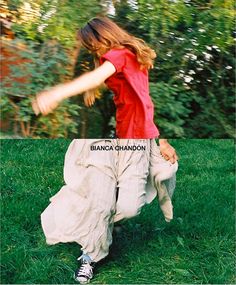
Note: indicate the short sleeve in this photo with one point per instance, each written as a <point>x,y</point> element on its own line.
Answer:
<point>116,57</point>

==

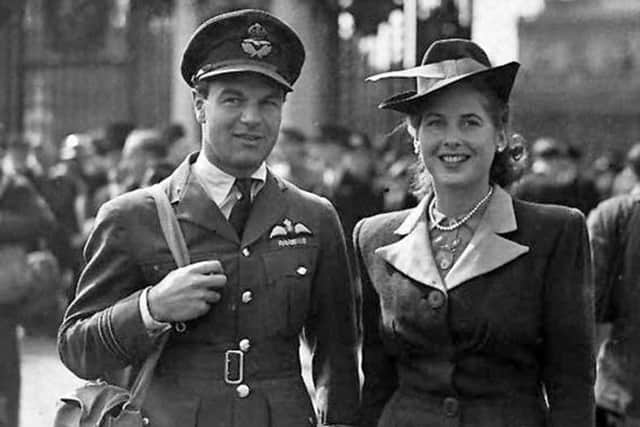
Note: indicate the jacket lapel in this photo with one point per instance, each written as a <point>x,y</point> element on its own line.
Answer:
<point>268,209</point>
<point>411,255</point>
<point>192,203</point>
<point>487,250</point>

==

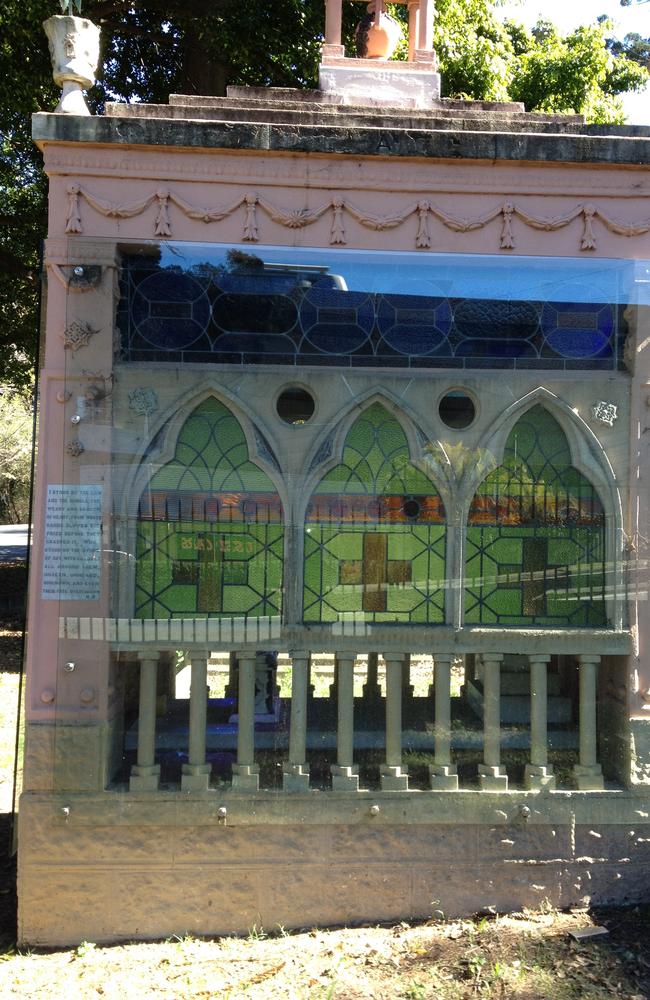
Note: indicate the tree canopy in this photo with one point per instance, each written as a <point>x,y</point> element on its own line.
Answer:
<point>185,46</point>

- Your instructions -
Reproduce everything in the listing from the line containing "Note: indicate the jacket" down to the line containing "<point>487,250</point>", substituting "collar" for "lapel" and leaving all else unchanged.

- Reply to the task -
Note: indicate the jacket collar in this photo with one point per instance, each written as a <point>x,y</point> element on its own line.
Answer:
<point>268,209</point>
<point>411,255</point>
<point>192,203</point>
<point>487,250</point>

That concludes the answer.